_Objective_. Pick out every line in the records below that contains the word "tall" and copy each of those lines.

Start of Provided records

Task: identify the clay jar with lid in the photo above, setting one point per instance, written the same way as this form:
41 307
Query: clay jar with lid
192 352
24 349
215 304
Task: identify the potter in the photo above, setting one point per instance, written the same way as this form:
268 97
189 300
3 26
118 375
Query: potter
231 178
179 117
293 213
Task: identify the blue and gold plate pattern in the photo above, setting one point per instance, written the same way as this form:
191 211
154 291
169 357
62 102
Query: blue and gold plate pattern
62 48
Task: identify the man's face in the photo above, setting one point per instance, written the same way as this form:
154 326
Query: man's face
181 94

End of Provided records
Start of Provided records

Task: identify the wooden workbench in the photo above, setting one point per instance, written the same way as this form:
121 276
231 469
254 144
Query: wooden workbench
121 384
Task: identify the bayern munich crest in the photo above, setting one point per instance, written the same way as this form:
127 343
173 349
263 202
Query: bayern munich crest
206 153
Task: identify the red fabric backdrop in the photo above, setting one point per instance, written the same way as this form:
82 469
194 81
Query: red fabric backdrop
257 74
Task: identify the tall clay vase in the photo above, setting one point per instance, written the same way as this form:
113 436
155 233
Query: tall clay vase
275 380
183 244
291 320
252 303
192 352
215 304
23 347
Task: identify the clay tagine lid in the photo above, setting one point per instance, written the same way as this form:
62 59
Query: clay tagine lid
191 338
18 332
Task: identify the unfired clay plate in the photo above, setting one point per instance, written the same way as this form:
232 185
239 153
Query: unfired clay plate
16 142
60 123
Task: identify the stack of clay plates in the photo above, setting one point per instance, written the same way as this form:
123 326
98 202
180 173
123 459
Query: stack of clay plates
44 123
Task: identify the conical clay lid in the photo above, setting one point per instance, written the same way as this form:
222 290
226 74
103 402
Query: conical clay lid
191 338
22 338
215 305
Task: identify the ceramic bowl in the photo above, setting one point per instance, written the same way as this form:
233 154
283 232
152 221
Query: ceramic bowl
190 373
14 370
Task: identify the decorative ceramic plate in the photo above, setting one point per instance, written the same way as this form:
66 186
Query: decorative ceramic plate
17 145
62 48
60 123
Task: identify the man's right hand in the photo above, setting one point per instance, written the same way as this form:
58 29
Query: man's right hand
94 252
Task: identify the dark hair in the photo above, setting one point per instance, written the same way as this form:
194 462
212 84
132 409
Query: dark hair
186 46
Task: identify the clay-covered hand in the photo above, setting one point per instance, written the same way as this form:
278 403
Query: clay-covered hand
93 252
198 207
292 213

End of Provided records

_Exercise answer_.
Task: identify the tall clay vase in the photo above, setting one point per instance, written the same way as this form:
Query: tall clay vase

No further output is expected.